SOURCE TEXT.

-- Start --

# Fly rod repair



## PERCHGILL (Feb 19, 2012)

Purchased a White River fly rod from Bass Pro. After the warranty expired, I broke what I will call the "tip section" of the rod. One of the employees at Bass Pro gave me the phone number for their repair shop in Ohio. The folks at the repair shop told me all they could do would be to simply put an eye on at the point where the rod broke. However, the break in the rod is in the middle of the "tip section." I don't want to put on eye on at that point b/c I assume I'll loose alot of "sensitivity." The folks at the repair were not aware of anyone who did fly rod repair. Any thoughts? Does anyone know who might be able to repair this rod? Thanks & tight lines.


----------



## flyrodder46 (Dec 31, 2011)

Your only hope would be to find someone else who has broken a different section of the rod, and buy the tip from them. One of the bad points of composite rods is that if a section breaks it must be completely replaced and not repaired as you can with a bamboo rod. I always thought that Bass Pro had a pretty good warranty replacement, but evidently not. Good luck in your search, but I think you need to start looking for a new rod.

D


----------



## twowack (Dec 21, 2010)

Ive seen sleeves used on that section but will change the feel enough to cause new words to come out of your face,and for the amount of cash your going to spend having it fixed you can part it out on flea bay or craigs list and work towards a better graphite rod.
Moving into a better rod is sometimes the best decision.
And look at the rods with better warranties it can be a big relief.
I fished with a guy out of a boat that was all over the place trying to flap his line out there, I bought a rod with 25 year warranty I expected the rod to get broken, fishing with the wild the man and it happened .Got reimbursed got into an even better rig.
Cheers!


----------



## wicklundrh (Mar 18, 2014)

-- End --

(Region annotation entries)

-- Start --

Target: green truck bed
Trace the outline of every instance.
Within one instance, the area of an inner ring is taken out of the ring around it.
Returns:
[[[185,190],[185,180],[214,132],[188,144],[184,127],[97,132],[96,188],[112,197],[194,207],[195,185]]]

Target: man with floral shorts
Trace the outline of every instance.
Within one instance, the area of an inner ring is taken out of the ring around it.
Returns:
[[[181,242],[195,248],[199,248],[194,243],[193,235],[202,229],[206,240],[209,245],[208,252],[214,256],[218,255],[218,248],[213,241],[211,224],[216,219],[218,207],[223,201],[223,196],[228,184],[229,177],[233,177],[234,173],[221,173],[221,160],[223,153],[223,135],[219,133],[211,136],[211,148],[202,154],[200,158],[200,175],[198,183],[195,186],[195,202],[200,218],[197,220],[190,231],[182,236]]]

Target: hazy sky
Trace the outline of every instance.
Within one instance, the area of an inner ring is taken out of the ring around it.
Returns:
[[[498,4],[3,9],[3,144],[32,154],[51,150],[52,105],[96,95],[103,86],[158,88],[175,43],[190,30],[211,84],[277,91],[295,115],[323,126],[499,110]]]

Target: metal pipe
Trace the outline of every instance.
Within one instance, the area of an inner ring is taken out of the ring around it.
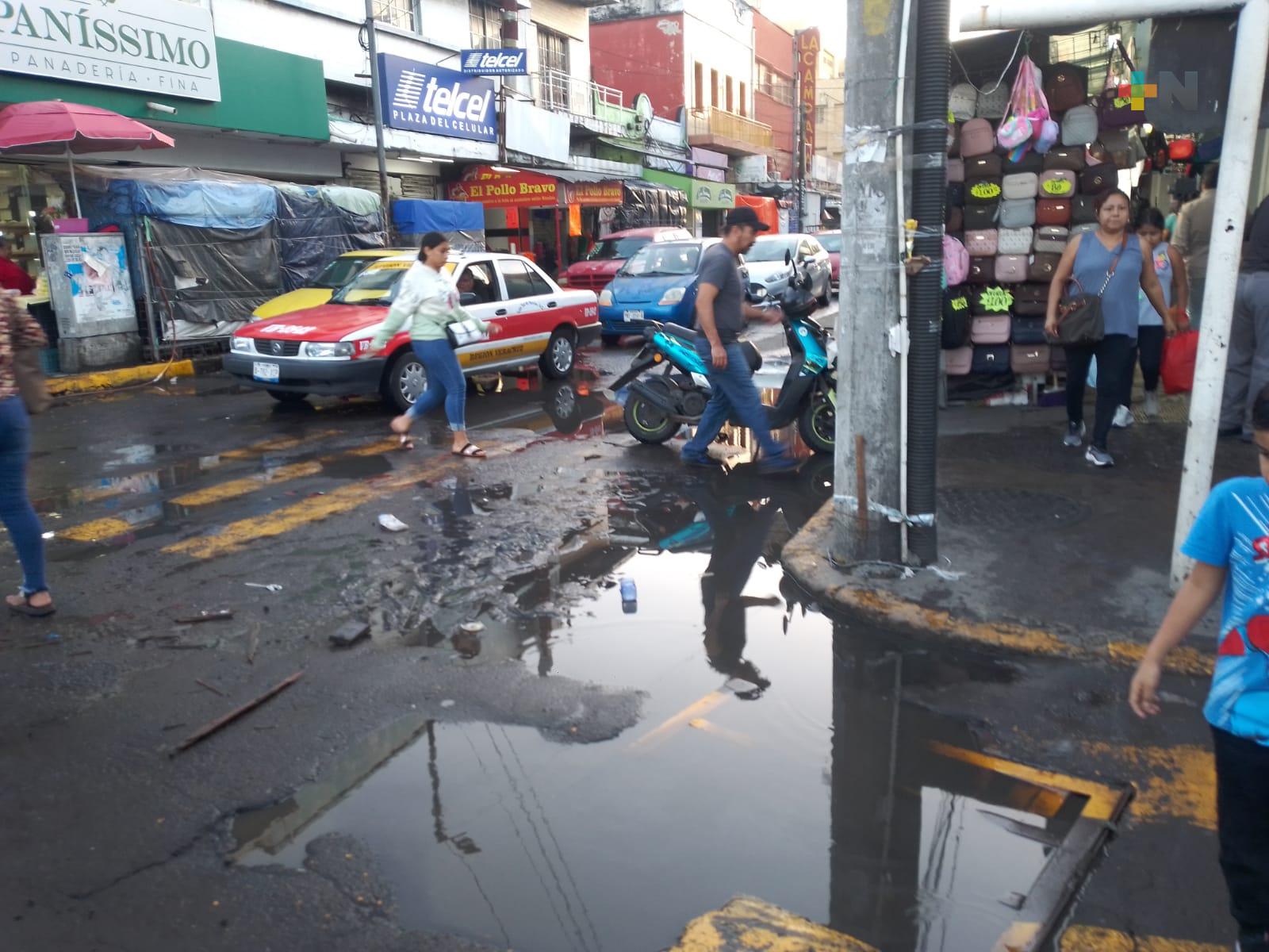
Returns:
[[[383,108],[379,95],[379,43],[374,32],[374,0],[365,0],[365,46],[371,55],[371,107],[374,109],[374,154],[379,160],[379,201],[388,213],[388,157],[383,151]]]
[[[1207,287],[1203,293],[1203,327],[1194,363],[1185,465],[1173,546],[1173,588],[1180,586],[1190,561],[1180,553],[1194,518],[1212,486],[1212,465],[1220,426],[1225,362],[1233,324],[1233,296],[1239,283],[1239,256],[1251,189],[1251,164],[1260,122],[1260,95],[1269,57],[1269,0],[1249,0],[1239,14],[1230,70],[1230,98],[1225,108],[1221,146],[1221,184],[1212,213]]]
[[[1000,0],[963,8],[961,32],[1086,27],[1104,23],[1112,14],[1121,20],[1143,20],[1152,17],[1194,17],[1239,6],[1241,0],[1123,0],[1115,3],[1113,9],[1100,0],[1068,0],[1058,5],[1037,4],[1033,0]]]
[[[1265,0],[1269,3],[1269,0]],[[939,354],[943,314],[943,202],[947,166],[949,0],[923,0],[916,8],[916,72],[912,121],[912,217],[917,222],[912,254],[929,264],[909,279],[907,374],[907,541],[925,565],[938,560],[933,517],[938,491]]]

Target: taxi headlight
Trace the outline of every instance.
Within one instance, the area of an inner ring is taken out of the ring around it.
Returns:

-- End --

TO DO.
1) Answer these from the fly rod repair thread:
(a) In what state is the Bass Pro repair shop located?
(b) What does flyrodder46 say must happen when a section of a composite rod breaks?
(c) How long was the warranty on the rod twowack bought?
2) Please rewrite the paragraph in the fly rod repair thread that begins "Your only hope would be" as a shorter paragraph that keeps its main points.

EXERCISE SOLUTIONS.
1)
(a) Ohio.
(b) The section must be completely replaced rather than repaired.
(c) 25 years.

2) The only option is to buy a tip from someone who broke a different section of the same rod. A broken section of a composite rod must be fully replaced, unlike bamboo, which can be repaired. Bass Pro's warranty replacement seems weaker than expected, and it may be time to look for a new rod.